* _Work item_:
Once you have checked the records that follow, state how many of their lines hold "cathedral", giving the number only.

* _Records for the exercise_:
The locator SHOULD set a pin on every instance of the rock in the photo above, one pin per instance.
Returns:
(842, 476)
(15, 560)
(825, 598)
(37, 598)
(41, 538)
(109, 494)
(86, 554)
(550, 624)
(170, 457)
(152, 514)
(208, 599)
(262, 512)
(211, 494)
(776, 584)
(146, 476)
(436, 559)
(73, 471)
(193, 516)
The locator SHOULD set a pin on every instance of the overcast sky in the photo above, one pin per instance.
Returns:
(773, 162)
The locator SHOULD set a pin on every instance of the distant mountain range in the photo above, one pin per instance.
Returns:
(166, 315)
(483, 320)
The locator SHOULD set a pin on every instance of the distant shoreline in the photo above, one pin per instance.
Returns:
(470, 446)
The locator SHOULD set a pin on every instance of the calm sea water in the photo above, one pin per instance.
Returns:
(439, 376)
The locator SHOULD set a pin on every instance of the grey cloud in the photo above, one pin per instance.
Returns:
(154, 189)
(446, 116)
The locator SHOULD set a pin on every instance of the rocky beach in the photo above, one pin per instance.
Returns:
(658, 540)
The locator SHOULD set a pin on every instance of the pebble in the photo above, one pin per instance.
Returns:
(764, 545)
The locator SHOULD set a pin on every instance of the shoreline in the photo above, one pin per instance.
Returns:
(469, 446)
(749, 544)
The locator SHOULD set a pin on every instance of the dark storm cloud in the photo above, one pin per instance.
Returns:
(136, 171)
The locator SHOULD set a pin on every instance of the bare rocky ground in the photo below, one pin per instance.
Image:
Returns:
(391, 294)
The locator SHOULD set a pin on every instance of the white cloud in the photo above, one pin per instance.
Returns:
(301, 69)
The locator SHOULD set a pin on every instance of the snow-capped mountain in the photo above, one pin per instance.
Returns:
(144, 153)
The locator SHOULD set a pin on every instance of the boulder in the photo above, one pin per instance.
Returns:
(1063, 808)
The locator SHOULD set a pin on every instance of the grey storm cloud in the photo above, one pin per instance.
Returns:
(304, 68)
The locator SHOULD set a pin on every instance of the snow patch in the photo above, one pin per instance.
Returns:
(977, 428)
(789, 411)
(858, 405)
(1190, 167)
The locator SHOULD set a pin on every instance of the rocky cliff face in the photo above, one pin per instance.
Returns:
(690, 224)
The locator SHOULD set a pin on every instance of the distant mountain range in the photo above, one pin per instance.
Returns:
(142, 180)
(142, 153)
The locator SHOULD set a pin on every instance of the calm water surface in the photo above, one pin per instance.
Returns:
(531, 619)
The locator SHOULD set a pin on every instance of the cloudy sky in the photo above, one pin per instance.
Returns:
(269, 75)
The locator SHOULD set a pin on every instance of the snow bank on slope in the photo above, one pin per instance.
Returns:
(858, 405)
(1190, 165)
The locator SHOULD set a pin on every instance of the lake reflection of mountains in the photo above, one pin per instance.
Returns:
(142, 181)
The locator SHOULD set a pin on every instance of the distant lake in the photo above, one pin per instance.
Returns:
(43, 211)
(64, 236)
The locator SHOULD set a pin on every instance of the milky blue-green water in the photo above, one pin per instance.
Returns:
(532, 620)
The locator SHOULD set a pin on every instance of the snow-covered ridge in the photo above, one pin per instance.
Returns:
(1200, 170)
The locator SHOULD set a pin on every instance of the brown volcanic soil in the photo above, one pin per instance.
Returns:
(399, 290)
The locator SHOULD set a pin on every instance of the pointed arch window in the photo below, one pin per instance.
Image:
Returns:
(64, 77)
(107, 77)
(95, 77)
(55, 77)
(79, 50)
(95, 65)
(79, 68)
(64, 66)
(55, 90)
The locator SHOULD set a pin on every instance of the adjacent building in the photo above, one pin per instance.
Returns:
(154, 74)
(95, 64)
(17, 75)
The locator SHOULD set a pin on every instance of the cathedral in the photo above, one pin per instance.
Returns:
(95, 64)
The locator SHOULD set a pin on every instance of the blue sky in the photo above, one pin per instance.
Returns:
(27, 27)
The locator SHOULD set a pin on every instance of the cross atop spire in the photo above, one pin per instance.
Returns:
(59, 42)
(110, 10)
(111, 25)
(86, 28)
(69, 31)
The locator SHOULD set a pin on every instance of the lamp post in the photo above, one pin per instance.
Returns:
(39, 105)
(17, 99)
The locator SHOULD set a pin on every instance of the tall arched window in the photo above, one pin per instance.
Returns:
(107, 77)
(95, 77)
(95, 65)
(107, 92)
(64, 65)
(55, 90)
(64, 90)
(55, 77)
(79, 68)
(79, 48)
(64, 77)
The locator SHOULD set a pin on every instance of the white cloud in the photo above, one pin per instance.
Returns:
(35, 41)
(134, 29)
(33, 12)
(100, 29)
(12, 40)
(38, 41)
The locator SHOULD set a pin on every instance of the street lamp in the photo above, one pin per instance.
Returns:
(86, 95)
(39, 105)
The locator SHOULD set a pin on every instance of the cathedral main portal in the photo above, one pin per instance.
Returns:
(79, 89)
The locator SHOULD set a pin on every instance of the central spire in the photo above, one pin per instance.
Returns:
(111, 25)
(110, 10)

* _Written answer_:
2